_PAGE EXTRACT_
_____
# Earthquake B-Value Report Generator
## COMP41680/COMP47670 Assignment 1 - Task 1: Data Collection

In [1]:
from datetime import datetime, timedelta
import urllib.request, json
from pathlib import Path
import tkinter as tk

### Step 1: Ask the user how many days in the past they want

In [2]:
duration = 1

def get_duration():
    global duration
    duration = var.get()
    print("User selected: ", duration)
    root.destroy()

root = tk.Tk()
root.title("Please Select")
root.geometry("250x200")
tk.Label(root, text="How many days in the past do you want?", font=("Helvetica", 12)).pack(pady=10)


var = tk.IntVar()
var.set(duration)

numbers = [1, 7, 30, 90, 365]

for num in numbers:
    tk.Radiobutton(root, text=str(num), variable=var, value=num).pack(anchor=tk.W, padx=80)

tk.Button(root, text="Confirm", command=get_duration).pack()

root.mainloop()

User selected:  30


### Step 2: Calculate duration dictionary, prepare for generate endpoint url
We need to split the request into small pieces. Having 20,000 results in one response can cause a server (503) or resource (400) error. Generally, there are fewer than 20,000 earthquakes in 30 days, but in some cases, there may be more than 20,000 earthquakes even in 15 days. Therefore, we select 10 days as the maximum duration for one request.

The endpoint date start at starttime, exclusive endtime.

In [3]:
duration_dict = {}

def calculate_start_date(end_date, days=10):
    end_date = datetime.strptime(end_date, "%Y-%m-%d")
    ten_days_ago = end_date - timedelta(days=days)
    start_date = ten_days_ago.strftime("%Y-%m-%d")
    return start_date

today = datetime.now()
end_date = today.strftime("%Y-%m-%d")
days = duration

while days > 0:
    if days > 10:
        start_date = calculate_start_date(end_date)
        days -= 10
    else:
        start_date = calculate_start_date(end_date, days)
        days = 0
    duration_dict[end_date] = start_date
    end_date = start_date
    
print(duration_dict)

{'2024-02-19': '2024-02-09', '2024-02-09': '2024-01-30', '2024-01-30': '2024-01-20'}


### Step 3: Create raw data directory if it does not already exist, or delete previous data

In [4]:
dir_path = Path("data/raw_data")
_____
[Dataset excerpt]
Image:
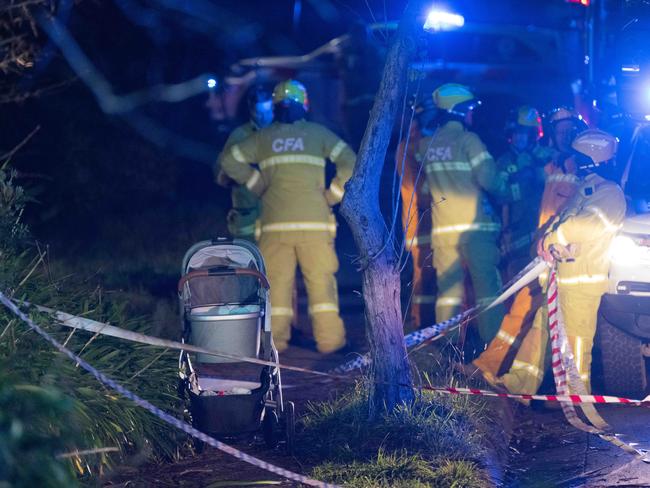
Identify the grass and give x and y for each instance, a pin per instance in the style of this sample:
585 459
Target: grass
401 470
48 405
438 441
_____
_JOB 1_
Reproduce the lines of the dataset excerpt records as a numbered list, skipping blank lines and leaving out the pictures.
_JOB 2_
Write what comes next in the earthquake data collection notebook, starting after its last line.

_TASK RESULT 1_
1. Image:
2. Identify the grass and give x and y for each instance, a pin per instance in the style of this sample:
3. 585 459
4. Target: grass
5. 401 470
6. 48 405
7. 438 441

_TASK RESULT 2_
if dir_path.exists():
    for item in dir_path.iterdir():
        item.unlink()
    print(f"Deleted resources under `{dir_path}`")
else:
    dir_path.mkdir(parents=True, exist_ok=True)
    print(f"mkdir `{dir_path}`")

Deleted resources under `data/raw_data`


### Step 4: Collect earthquake data from USGS API, save as JSON

In [5]:
%%time

for endtime in duration_dict:
    starttime = duration_dict[endtime]
    url = f"https://earthquake.usgs.gov/fdsnws/event/1/query?format=geojson&starttime={starttime}&endtime={endtime}"
    print("GET " + url)
    response = urllib.request.urlopen(url)
    raw_json = response.read().decode("utf-8")
    data = json.loads(raw_json)

    fname = f"{dir_path}/%s_%s.json" % (starttime, endtime)
    with open(fname, "w") as json_file:
        json.dump(data, json_file)

print(f"Data saved in `./{dir_path}` directory.\n")

GET https://earthquake.usgs.gov/fdsnws/event/1/query?format=geojson&starttime=2024-02-09&endtime=2024-02-19
GET https://earthquake.usgs.gov/fdsnws/event/1/query?format=geojson&starttime=2024-01-30&endtime=2024-02-09
GET https://earthquake.usgs.gov/fdsnws/event/1/query?format=geojson&starttime=2024-01-20&endtime=2024-01-30
Data saved in `./data/raw_data` directory.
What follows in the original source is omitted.